- TEXTO DE ORIGEM -
........

Os argumentos em favor da existência de Deus: de Gödel aos computadores

Reinaldo José Lopes

É com imensa alegria que recebo mais uma vez aqui no blog os textos escorreitos, informativos e divertidamente contraintuitivos do professor Walter Carnielli, do Centro de Lógica da Unicamp. Desta vez, ele faz uma análise da lógica formal por trás de um dos mais famosos argumentos em favor da existência de Deus, um debate que vem pelo menos desde meados da Idade Média, com uma pitadinha de inteligência artificial no fim do texto. Aproveitem a leitura!

——————–

Os axiomas de Deus, o Maligno e a inteligência artificial

Walter Carnielli
Centro de Lógica, Unicamp
Advanced Institute for Artificial Intelligence -AI2
Instituto Modal

O nome de Kurt Gödel (1906-1978) pode não significar muito para algumas pessoas, mas entre os cientistas ele tem uma reputação semelhante à de Albert Einstein, que era seu amigo próximo. Nascido em 1906 na cidade de Brno, no que era então o Império Austro-Húngaro e agora é território tcheco, Gödel estudou em Viena antes de se mudar para os Estados Unidos fugindo da guerra, onde obteve uma posição em Princeton, local que também acolhera Einstein.

Gödel é o responsável pelos celebérrimos Teoremas da Incompletude da Aritmética, que têm tirado o sono dos matemáticos, filósofos e todos os outros cientistas por 88 anos, desde 1931. Esse mesmo Gödel foi quem produziu a mais sofisticada versão da prova ontológica da existência de Deus, em notas datadas de 1941. Contudo, só no início dos anos 1970, quando Gödel temia que pudesse morrer, foi que ele autorizou que sua prova se tornasse pública pela primeira vez.

Argumentos ontológicos são argumentos que concluem que Deus existe a partir de premissas que supostamente derivam de alguma outra fonte que não a observação do mundo — no caso, derivadas apenas da razão.

........

- REQUISITOS DO EXERCÍCIO -
- 1) No texto sobre Gödel e a existência de Deus, reescreva o trecho que começa em "É com imensa" e termina em "Aproveitem a leitura!", trocando "Idade Média" por "Antiguidade".
- 2) Reproduza os registros a partir do início e terminando na linha que contém "<point>315,419</point>", incluindo as instruções e as categorias. Aumente em 108 cada coordenada dos pontos de resposta.
O texto e os registros não guardam relação entre si.

........

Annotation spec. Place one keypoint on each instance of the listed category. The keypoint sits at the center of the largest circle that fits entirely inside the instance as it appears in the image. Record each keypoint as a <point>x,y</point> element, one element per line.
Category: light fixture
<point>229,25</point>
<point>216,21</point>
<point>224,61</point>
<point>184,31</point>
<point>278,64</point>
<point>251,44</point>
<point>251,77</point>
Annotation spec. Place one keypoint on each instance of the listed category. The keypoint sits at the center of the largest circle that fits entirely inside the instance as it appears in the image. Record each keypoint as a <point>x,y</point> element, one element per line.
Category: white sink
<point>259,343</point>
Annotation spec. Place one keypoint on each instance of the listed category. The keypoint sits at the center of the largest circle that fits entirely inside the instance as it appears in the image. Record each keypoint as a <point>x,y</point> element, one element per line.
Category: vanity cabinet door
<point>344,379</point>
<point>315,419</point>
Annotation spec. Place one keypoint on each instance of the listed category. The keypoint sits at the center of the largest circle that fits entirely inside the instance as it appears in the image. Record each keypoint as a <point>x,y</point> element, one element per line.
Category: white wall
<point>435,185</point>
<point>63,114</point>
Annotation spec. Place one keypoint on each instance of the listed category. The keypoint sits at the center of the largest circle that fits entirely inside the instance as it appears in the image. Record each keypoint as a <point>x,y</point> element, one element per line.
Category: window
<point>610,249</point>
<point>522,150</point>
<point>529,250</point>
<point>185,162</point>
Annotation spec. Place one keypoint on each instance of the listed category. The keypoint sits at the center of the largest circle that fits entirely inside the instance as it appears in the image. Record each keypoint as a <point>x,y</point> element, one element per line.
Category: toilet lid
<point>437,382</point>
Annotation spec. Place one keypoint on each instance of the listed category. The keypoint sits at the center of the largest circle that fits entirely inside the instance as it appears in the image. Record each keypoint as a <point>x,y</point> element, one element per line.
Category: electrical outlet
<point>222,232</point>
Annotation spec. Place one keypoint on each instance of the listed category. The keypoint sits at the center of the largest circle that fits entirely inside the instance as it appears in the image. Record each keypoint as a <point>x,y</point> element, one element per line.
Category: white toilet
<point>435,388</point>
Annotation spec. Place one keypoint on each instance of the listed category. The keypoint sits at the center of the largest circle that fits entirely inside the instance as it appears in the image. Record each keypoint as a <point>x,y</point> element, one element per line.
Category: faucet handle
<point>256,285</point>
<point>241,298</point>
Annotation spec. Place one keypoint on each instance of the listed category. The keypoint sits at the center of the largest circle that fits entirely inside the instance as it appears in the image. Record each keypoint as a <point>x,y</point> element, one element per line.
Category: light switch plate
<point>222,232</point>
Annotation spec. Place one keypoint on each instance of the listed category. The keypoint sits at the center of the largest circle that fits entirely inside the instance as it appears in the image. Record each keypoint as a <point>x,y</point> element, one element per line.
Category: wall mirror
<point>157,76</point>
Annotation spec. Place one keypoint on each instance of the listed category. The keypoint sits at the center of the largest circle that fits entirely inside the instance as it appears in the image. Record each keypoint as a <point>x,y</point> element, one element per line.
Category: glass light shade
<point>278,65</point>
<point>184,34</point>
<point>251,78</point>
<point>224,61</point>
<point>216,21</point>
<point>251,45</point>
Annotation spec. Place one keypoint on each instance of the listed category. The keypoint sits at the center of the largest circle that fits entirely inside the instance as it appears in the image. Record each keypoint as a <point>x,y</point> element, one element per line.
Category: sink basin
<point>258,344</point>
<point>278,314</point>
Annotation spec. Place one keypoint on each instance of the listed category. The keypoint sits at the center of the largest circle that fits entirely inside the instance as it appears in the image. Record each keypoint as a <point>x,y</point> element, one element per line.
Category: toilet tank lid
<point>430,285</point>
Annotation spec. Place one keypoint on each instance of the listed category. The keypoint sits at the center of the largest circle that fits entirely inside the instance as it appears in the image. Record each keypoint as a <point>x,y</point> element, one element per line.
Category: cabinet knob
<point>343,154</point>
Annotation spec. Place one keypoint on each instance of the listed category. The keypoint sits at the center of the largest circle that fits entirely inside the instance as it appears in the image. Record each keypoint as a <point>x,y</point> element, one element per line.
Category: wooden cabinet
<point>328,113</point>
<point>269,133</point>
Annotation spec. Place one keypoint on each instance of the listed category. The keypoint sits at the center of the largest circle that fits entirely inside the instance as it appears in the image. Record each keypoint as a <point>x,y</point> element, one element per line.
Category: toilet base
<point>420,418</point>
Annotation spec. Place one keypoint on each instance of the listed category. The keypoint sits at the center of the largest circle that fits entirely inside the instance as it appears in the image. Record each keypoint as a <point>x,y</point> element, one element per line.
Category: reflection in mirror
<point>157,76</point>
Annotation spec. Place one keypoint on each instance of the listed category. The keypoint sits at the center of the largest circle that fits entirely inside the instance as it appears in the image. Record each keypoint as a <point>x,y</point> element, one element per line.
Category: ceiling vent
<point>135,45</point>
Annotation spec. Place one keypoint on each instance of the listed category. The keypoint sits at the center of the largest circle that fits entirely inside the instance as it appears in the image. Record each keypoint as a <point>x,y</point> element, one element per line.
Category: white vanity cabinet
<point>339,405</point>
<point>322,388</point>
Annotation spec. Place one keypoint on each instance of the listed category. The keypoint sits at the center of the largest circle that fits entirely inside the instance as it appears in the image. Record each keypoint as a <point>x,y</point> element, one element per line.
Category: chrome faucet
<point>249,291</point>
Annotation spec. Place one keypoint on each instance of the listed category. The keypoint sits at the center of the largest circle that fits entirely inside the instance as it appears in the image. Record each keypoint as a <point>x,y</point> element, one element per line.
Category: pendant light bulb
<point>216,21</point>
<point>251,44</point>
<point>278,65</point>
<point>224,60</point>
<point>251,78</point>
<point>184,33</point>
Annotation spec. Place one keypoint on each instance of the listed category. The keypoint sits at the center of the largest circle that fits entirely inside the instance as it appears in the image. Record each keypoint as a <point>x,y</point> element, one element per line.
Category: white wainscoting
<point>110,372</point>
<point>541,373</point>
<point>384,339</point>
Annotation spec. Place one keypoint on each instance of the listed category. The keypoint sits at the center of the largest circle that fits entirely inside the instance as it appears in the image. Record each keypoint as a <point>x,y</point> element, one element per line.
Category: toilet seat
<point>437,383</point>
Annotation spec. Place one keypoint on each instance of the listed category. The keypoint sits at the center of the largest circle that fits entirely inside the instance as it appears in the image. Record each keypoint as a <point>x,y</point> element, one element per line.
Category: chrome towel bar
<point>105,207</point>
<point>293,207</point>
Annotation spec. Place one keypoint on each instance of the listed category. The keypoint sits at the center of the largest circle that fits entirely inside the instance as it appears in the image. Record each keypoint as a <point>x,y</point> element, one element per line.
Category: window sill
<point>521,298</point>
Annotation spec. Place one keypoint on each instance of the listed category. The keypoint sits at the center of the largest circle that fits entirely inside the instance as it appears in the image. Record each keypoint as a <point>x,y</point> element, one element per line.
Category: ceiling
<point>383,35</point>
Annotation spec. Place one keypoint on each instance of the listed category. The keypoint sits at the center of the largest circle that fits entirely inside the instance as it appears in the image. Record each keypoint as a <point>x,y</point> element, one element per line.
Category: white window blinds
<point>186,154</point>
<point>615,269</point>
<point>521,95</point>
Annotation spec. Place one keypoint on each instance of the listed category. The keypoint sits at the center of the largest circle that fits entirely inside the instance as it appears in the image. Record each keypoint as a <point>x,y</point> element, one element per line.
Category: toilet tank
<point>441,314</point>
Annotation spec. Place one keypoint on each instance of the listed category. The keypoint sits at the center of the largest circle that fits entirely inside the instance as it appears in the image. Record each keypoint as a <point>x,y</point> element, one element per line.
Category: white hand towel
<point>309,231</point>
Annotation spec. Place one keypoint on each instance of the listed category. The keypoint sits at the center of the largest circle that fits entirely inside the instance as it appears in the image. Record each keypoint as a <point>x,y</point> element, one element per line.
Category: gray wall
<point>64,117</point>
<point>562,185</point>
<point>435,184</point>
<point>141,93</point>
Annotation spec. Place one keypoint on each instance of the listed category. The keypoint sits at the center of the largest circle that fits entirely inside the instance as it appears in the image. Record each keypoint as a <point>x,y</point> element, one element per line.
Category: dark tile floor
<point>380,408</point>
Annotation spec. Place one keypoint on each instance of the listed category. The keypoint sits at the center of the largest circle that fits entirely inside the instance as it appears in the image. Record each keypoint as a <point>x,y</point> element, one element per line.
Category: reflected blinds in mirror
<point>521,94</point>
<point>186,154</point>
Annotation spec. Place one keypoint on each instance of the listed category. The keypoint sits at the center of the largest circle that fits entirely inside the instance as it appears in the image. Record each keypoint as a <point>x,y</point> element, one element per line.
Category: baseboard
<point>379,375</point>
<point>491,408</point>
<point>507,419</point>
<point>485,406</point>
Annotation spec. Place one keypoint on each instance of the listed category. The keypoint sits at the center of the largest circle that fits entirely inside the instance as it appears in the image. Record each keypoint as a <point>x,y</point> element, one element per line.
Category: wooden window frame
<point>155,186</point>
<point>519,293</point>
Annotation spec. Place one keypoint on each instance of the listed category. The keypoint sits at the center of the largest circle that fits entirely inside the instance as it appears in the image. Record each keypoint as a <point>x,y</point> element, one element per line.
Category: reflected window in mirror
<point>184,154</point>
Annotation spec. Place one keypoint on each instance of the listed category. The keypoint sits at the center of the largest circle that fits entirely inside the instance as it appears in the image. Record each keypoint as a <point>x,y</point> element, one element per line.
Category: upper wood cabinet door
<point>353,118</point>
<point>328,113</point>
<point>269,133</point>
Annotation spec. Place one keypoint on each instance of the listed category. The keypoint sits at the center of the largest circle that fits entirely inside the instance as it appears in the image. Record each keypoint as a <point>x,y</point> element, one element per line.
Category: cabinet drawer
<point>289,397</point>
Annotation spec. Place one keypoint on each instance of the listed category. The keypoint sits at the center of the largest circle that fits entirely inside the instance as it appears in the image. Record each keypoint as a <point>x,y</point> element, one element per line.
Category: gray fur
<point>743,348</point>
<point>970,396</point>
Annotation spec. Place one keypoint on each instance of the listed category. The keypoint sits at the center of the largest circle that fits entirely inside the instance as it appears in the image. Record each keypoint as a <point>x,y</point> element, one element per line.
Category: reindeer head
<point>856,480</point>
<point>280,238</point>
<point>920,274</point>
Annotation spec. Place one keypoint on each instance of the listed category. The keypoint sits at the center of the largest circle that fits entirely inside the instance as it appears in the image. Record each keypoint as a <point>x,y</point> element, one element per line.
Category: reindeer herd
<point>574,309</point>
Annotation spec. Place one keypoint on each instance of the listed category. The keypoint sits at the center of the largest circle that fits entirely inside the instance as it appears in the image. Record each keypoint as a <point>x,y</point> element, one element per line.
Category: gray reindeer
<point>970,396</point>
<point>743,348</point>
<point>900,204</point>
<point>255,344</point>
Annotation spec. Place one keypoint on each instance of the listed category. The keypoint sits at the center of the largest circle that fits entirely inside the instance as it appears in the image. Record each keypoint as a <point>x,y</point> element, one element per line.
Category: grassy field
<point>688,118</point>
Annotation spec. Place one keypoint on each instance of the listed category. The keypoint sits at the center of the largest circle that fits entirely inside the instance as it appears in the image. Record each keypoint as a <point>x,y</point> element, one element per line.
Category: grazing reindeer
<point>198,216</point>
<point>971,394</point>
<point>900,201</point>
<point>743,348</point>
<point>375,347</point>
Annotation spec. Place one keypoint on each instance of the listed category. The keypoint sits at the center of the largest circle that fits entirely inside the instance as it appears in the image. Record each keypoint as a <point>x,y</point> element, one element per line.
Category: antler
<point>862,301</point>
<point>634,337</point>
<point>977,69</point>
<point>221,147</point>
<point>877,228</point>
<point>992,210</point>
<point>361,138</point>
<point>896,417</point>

........

- RESULTADOS POR TAREFA -
- 1)
É com imensa alegria que recebo mais uma vez aqui no blog os textos escorreitos, informativos e divertidamente contraintuitivos do professor Walter Carnielli, do Centro de Lógica da Unicamp. Desta vez, ele faz uma análise da lógica formal por trás de um dos mais famosos argumentos em favor da existência de Deus, um debate que vem pelo menos desde meados da Antiguidade, com uma pitadinha de inteligência artificial no fim do texto. Aproveitem a leitura!

- 2)
Annotation spec. Place one keypoint on each instance of the listed category. The keypoint sits at the center of the largest circle that fits entirely inside the instance as it appears in the image. Record each keypoint as a <point>x,y</point> element, one element per line.
Category: light fixture
<point>337,133</point>
<point>324,129</point>
<point>332,169</point>
<point>292,139</point>
<point>386,172</point>
<point>359,152</point>
<point>359,185</point>
Annotation spec. Place one keypoint on each instance of the listed category. The keypoint sits at the center of the largest circle that fits entirely inside the instance as it appears in the image. Record each keypoint as a <point>x,y</point> element, one element per line.
Category: white sink
<point>367,451</point>
Annotation spec. Place one keypoint on each instance of the listed category. The keypoint sits at the center of the largest circle that fits entirely inside the instance as it appears in the image. Record each keypoint as a <point>x,y</point> element, one element per line.
Category: vanity cabinet door
<point>452,487</point>
<point>423,527</point>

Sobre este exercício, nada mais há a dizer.